● **What needs to be done**
Reproduce the material below with "stainless steel" changed to "brushed metal" wherever it occurs, leaving everything else as it is. Omit the pictures from your answer.

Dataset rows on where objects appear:
-------------------------

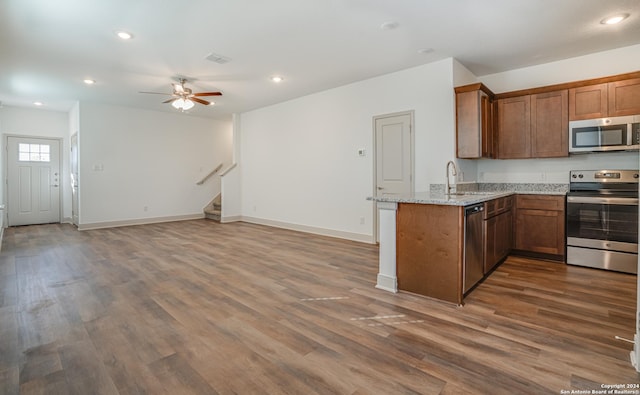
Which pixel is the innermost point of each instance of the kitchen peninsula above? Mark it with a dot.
(423, 248)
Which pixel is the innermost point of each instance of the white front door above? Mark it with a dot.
(33, 181)
(394, 156)
(74, 179)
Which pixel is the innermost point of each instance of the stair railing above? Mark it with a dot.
(211, 173)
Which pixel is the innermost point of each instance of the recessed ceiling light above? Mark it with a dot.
(612, 20)
(389, 25)
(425, 51)
(124, 35)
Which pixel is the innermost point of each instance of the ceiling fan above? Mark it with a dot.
(183, 98)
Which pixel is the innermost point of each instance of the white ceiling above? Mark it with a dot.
(48, 47)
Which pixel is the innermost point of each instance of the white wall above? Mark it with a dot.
(602, 64)
(133, 159)
(300, 163)
(38, 123)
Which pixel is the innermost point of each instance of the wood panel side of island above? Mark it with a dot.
(429, 250)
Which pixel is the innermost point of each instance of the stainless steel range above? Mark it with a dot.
(602, 219)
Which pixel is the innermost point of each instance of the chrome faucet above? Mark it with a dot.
(454, 172)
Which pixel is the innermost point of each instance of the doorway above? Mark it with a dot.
(33, 180)
(393, 167)
(74, 179)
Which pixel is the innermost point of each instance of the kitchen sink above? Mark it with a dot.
(471, 193)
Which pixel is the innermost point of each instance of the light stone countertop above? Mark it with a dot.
(467, 199)
(487, 192)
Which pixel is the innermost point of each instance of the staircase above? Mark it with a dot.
(214, 209)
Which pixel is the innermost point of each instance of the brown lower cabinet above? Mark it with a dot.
(429, 249)
(539, 226)
(498, 231)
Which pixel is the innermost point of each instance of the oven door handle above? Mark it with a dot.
(603, 200)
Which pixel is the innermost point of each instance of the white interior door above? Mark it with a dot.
(33, 181)
(394, 156)
(74, 178)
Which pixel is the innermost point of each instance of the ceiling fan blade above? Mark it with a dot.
(178, 88)
(207, 94)
(158, 93)
(195, 99)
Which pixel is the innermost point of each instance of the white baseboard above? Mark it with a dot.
(387, 283)
(140, 221)
(230, 218)
(310, 229)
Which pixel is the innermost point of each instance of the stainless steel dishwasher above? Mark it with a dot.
(473, 268)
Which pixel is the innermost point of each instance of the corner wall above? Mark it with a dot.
(300, 165)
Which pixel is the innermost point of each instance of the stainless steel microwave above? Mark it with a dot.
(605, 134)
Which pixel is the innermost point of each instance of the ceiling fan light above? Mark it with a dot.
(178, 104)
(183, 104)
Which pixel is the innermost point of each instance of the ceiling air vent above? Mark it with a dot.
(214, 57)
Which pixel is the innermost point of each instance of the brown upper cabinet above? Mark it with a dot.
(533, 126)
(624, 97)
(609, 99)
(550, 124)
(534, 123)
(474, 122)
(514, 127)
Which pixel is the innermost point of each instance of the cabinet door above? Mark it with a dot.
(550, 124)
(540, 231)
(498, 233)
(514, 127)
(504, 235)
(474, 131)
(588, 102)
(624, 97)
(486, 122)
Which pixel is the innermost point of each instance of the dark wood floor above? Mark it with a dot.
(204, 308)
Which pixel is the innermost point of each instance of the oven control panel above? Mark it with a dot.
(604, 176)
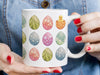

-------------------------

● **The reply**
Which pixel is the innermost point of each instance of the kitchen peninsula above? Mark it with a dot.
(423, 248)
Which pixel is the innermost point of each instance of the white front door above? Mark it with a dot.
(33, 181)
(394, 156)
(74, 179)
Which pixel is the innermost point of each instance of the stair railing above? Mark it with a dot.
(211, 173)
Which pixel is the innermost point of each instance of the recessed ceiling light above? Mark it with a dot.
(612, 20)
(389, 25)
(425, 51)
(124, 35)
Which pixel is the innermost point of each instance of the ceiling fan above? Mark it with a dot.
(183, 98)
Which pixel is the innermost point of each instance of the white ceiling above? Mark it with a dot.
(48, 47)
Which pixel is the innermost point of each instance of the white wall above? Mark it with a dot.
(602, 64)
(133, 159)
(300, 163)
(38, 123)
Which pixel is the innermost point of each instance of the wood panel side of island above? Mark it with a dot.
(429, 250)
Which pixel is the innermost point of each instance of the brushed metal range above? Mark it with a dot.
(602, 219)
Which pixel is the innermost point of each instance of the chrome faucet above? Mark it with a dot.
(454, 172)
Which pixel is the innermost point of each instance of the doorway above? Mark it with a dot.
(33, 180)
(393, 167)
(74, 179)
Which pixel is the innermost point of each instance of the kitchen sink above? Mark it with a dot.
(471, 193)
Which pixel is the innermost point of each instance of the light stone countertop above? Mark it with a dot.
(467, 199)
(487, 192)
Which pixel is the innermost point of each instance of the staircase above? Mark it with a dot.
(214, 209)
Which pixel is the innermost point of each instance of the brown lower cabinet above? Mark it with a dot.
(429, 249)
(539, 226)
(498, 231)
Which pixel is the innermost point of each instance of the oven door handle above? Mark it with a dot.
(603, 200)
Which pixel is the innermost point of each instance of the white interior door above? Mark it with a dot.
(33, 181)
(394, 156)
(74, 178)
Which pixel is the innermost point of each instance of the ceiling fan blade above? Mark it with a dot.
(178, 88)
(207, 94)
(158, 93)
(195, 99)
Which pixel is the innermost point of each instance of the white baseboard above? Mark it with a dot.
(387, 283)
(140, 221)
(230, 218)
(310, 229)
Which pixel is the innermost point of each instance of the brushed metal dishwasher above? Mark it with a dot.
(473, 268)
Which pixel is the innermost point of each instance of the corner wall above? Mark it with a dot.
(300, 165)
Which pixel is the innermost point of each instance of the brushed metal microwave above? Mark it with a dot.
(605, 134)
Which pixel is the innermost point of each instance of the ceiling fan light above? Mark it with a dot.
(178, 104)
(183, 104)
Which pixel is the innermost point of each instance of the ceiling air vent above? Mark it with a dot.
(214, 57)
Which pixel is the innermost point of each instance of the brown upper cabinet above? Mark it with a dot.
(533, 126)
(624, 97)
(609, 99)
(550, 124)
(534, 123)
(474, 122)
(514, 127)
Which pixel is the innermost point of each instance of the cabinet door above? Mark it with a dot.
(550, 124)
(540, 231)
(498, 233)
(514, 127)
(504, 235)
(474, 131)
(588, 102)
(624, 97)
(486, 122)
Which pixel is the innermost point of each instance of the dark wood floor above? Mark it with a dot.
(204, 308)
Which pixel is the innermost point of each instance of the oven control panel above? Mark it with a dot.
(604, 176)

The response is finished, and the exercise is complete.